Stored dataset items:
***

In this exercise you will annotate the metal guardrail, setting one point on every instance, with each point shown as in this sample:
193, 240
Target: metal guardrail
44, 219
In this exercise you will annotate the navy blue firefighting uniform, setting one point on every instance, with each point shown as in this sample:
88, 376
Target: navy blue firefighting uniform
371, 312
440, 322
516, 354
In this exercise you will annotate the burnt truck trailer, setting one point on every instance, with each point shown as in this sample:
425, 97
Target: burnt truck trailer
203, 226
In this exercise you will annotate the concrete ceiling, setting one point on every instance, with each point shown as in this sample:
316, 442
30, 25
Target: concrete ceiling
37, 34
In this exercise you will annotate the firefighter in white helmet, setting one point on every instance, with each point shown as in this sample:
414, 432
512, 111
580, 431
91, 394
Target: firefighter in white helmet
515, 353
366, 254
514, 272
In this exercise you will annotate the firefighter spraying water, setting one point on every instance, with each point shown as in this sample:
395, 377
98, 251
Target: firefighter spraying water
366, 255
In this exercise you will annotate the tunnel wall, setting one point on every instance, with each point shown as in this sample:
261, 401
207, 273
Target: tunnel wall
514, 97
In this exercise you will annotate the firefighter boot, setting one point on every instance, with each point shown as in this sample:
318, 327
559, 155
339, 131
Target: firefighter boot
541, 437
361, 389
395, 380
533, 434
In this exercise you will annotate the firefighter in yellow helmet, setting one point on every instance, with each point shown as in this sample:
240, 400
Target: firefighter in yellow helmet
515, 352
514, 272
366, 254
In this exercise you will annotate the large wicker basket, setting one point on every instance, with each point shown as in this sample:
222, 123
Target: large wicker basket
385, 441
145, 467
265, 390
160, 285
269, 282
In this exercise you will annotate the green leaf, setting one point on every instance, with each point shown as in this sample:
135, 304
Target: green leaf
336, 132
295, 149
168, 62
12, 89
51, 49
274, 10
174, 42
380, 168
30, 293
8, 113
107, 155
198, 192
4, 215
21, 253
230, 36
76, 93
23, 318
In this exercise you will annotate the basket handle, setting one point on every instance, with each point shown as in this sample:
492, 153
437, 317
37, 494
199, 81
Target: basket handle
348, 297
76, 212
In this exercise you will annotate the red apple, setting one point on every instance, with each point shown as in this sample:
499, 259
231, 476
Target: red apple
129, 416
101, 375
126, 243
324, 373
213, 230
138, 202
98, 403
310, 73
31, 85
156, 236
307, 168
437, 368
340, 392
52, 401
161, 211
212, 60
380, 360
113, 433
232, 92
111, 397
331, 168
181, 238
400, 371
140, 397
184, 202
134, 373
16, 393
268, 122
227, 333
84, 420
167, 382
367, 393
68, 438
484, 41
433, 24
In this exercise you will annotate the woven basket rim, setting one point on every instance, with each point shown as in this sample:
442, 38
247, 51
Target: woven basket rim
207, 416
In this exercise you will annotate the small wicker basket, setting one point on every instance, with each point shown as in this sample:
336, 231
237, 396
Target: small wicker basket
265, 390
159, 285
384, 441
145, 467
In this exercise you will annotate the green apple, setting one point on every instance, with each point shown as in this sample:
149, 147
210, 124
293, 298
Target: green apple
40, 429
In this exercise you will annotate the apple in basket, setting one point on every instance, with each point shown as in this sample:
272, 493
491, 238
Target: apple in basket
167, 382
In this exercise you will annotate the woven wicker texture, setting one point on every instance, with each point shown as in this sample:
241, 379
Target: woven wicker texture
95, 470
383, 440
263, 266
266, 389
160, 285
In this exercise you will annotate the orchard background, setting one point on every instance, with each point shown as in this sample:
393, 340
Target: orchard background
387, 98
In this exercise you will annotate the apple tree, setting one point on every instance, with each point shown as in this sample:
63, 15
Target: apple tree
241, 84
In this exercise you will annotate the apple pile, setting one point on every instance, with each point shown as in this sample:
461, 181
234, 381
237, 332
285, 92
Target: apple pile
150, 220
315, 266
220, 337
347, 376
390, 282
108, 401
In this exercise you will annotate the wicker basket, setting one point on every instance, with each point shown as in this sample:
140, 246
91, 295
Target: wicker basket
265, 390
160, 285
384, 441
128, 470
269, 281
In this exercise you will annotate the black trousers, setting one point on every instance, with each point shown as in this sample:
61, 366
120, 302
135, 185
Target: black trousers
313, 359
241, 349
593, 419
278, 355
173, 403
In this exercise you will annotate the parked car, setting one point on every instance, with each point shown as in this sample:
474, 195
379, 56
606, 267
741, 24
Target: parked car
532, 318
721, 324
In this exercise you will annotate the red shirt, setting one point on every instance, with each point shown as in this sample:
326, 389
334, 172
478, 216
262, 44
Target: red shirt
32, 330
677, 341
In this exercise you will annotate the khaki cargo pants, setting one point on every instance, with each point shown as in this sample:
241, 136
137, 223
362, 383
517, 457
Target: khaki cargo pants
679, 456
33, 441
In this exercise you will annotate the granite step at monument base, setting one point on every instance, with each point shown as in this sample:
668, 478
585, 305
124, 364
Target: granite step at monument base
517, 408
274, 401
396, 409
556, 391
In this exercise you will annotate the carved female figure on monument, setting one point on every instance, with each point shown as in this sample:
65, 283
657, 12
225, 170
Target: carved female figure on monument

***

▶ TASK REQUIREMENTS
For the word "figure", return every line of the records that holds it.

▶ SOLUTION FOR THIS PROBLEM
In this exercise you will annotate the carved female figure on monument, setting one point on every instance, with each point shown as in this sample:
Target: carved female figure on monument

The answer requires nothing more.